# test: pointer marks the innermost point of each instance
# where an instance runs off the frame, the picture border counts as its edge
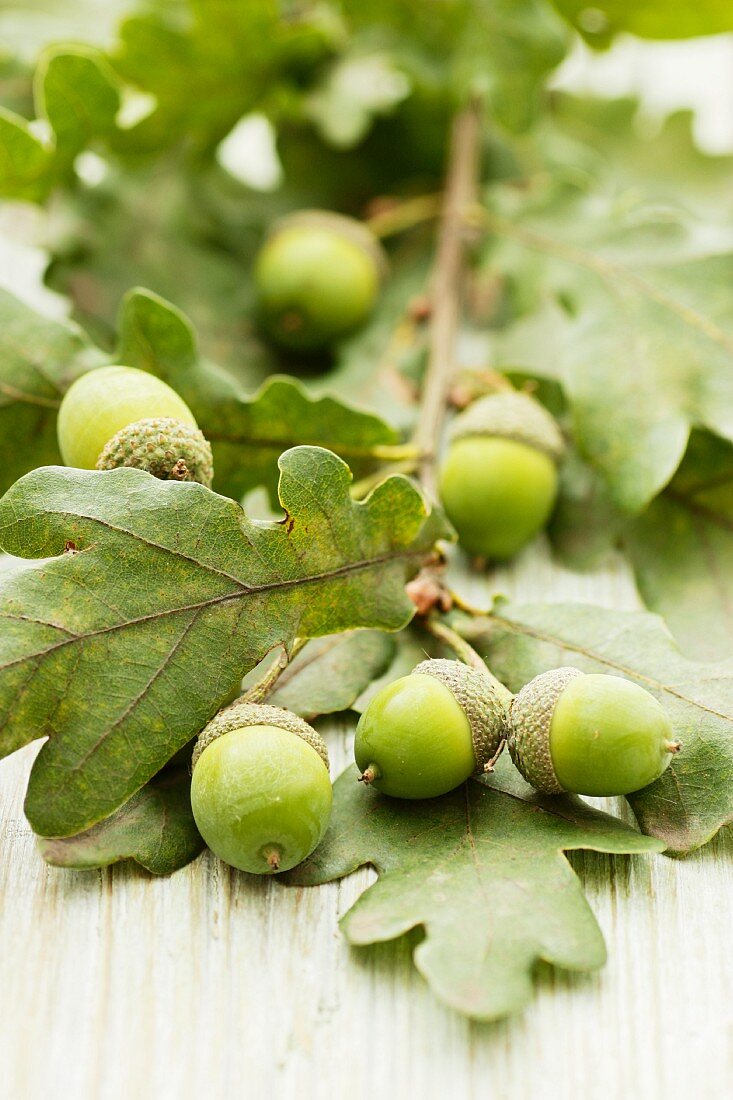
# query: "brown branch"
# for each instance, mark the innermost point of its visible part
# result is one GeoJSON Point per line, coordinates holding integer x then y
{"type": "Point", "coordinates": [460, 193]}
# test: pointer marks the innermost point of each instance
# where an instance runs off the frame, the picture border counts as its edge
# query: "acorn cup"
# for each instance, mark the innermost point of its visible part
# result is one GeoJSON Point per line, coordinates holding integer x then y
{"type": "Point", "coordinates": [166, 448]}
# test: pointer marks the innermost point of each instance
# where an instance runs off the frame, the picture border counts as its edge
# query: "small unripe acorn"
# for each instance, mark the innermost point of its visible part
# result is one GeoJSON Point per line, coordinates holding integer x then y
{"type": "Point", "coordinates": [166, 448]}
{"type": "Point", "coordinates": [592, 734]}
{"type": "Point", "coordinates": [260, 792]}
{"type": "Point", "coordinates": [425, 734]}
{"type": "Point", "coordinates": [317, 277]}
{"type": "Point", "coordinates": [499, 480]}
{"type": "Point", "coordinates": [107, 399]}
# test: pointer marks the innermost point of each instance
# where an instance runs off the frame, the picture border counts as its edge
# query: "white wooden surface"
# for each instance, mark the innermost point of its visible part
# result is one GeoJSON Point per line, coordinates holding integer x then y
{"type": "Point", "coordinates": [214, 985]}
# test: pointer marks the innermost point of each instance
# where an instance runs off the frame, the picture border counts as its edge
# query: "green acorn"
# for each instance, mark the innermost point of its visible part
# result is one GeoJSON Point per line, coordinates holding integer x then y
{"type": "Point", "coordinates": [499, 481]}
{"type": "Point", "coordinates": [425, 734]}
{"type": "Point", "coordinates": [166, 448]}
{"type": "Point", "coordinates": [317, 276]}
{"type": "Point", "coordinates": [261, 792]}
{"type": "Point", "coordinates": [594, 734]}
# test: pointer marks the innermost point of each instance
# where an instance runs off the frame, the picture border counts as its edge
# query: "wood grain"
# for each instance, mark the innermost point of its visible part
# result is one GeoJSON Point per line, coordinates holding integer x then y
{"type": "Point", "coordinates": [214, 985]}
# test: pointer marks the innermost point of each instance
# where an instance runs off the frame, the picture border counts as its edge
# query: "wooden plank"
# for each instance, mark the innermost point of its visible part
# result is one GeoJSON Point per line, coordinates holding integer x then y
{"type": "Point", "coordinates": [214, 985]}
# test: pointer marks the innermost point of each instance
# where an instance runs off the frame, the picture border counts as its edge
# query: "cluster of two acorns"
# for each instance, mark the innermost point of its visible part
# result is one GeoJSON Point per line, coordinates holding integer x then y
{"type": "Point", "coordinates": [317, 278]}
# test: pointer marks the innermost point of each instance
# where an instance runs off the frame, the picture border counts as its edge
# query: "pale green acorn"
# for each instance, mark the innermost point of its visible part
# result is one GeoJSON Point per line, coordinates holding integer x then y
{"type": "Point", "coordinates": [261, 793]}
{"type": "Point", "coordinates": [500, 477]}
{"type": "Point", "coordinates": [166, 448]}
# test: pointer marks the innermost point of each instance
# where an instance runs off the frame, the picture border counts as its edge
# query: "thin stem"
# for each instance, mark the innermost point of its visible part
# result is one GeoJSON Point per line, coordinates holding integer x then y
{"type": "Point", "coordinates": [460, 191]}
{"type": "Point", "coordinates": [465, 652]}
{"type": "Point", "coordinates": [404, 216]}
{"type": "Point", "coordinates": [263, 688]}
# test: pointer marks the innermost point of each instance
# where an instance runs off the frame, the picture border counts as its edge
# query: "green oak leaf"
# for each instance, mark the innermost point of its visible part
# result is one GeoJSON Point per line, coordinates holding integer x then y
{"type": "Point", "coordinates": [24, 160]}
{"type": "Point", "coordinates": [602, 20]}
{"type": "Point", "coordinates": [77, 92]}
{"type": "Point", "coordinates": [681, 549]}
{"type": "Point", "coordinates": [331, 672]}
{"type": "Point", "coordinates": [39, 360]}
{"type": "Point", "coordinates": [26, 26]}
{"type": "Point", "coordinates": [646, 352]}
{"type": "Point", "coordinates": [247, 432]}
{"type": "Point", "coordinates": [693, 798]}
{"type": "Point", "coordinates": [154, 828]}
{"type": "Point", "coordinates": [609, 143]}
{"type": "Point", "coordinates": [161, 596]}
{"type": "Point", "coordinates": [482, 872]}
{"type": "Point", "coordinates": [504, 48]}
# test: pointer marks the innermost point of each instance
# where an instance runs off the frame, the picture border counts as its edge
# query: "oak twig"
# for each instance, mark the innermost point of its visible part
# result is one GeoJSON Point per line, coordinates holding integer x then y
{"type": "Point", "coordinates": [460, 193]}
____________________
WORK INSTRUCTION:
For the listing above, state how many lines include the word "query", and give only the number.

ANSWER TO THIS EXERCISE:
12